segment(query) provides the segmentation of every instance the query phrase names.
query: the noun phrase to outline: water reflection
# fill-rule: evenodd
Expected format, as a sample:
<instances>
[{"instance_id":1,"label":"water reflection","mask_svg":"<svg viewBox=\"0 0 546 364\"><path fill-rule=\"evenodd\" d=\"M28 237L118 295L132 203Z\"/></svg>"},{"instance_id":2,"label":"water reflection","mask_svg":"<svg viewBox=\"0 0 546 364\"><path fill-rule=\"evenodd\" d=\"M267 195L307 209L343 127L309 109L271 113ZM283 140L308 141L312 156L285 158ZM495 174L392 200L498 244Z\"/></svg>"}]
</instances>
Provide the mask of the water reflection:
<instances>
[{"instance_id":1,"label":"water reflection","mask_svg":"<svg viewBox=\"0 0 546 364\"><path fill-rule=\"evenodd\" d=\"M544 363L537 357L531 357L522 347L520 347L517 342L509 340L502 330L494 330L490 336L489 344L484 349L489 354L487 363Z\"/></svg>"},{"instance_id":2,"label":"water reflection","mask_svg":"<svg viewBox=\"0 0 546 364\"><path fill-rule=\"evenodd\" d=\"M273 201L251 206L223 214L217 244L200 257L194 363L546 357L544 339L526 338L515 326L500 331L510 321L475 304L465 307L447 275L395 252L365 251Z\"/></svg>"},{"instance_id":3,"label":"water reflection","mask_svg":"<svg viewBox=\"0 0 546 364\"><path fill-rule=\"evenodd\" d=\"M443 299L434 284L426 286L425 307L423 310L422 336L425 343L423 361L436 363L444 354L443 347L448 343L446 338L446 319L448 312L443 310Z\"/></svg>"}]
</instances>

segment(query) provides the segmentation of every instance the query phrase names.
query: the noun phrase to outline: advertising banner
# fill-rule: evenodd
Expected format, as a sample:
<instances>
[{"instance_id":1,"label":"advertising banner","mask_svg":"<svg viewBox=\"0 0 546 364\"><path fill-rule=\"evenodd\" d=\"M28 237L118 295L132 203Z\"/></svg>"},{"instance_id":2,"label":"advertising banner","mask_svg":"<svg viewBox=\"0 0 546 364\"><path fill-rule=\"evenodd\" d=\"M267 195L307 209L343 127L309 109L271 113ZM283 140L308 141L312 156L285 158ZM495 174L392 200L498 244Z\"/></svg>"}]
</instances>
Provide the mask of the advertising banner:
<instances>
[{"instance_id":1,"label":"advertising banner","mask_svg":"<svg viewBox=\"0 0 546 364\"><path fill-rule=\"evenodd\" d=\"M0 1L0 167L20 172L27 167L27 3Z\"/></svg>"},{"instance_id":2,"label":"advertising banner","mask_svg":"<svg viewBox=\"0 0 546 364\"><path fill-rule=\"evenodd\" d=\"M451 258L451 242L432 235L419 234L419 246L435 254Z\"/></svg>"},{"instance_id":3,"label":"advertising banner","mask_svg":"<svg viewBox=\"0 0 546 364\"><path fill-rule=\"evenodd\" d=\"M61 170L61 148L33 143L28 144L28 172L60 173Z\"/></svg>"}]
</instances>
------------------------------------
• WHAT YOU SHOULD DO:
Lay out the records above as a two-column CSV with the headers input and output, starting at the beginning of the records and going on through the line containing "363L537 357L531 357L522". Give one row per record, with its text and its answer each in a single quoted field and line breaks replaced by spaces.

• TASK SOLUTION:
input,output
"segment(query) provides the segmentation of every instance the query phrase names. query: the noun phrase to outline: water reflection # fill-rule: evenodd Expected format, as a sample: <instances> [{""instance_id"":1,""label"":""water reflection"",""mask_svg"":""<svg viewBox=\""0 0 546 364\""><path fill-rule=\""evenodd\"" d=\""M28 237L118 295L132 203Z\""/></svg>""},{""instance_id"":2,""label"":""water reflection"",""mask_svg"":""<svg viewBox=\""0 0 546 364\""><path fill-rule=\""evenodd\"" d=\""M267 195L307 209L343 127L309 109L271 113ZM283 140L308 141L312 156L285 158ZM495 174L392 200L498 244Z\""/></svg>""}] </instances> Provide the mask of the water reflection:","<instances> [{""instance_id"":1,""label"":""water reflection"",""mask_svg"":""<svg viewBox=\""0 0 546 364\""><path fill-rule=\""evenodd\"" d=\""M544 363L537 357L531 357L522 347L520 347L517 342L509 340L502 330L494 330L490 336L489 344L484 349L489 354L487 363Z\""/></svg>""},{""instance_id"":2,""label"":""water reflection"",""mask_svg"":""<svg viewBox=\""0 0 546 364\""><path fill-rule=\""evenodd\"" d=\""M273 201L251 206L223 214L217 244L200 257L194 363L546 357L544 339L526 338L515 326L500 331L510 321L475 304L465 307L447 275L395 252L365 251Z\""/></svg>""},{""instance_id"":3,""label"":""water reflection"",""mask_svg"":""<svg viewBox=\""0 0 546 364\""><path fill-rule=\""evenodd\"" d=\""M443 299L434 284L426 286L425 307L423 310L422 336L425 343L423 361L436 363L444 354L443 347L448 343L446 338L446 319L448 312L443 310Z\""/></svg>""}]"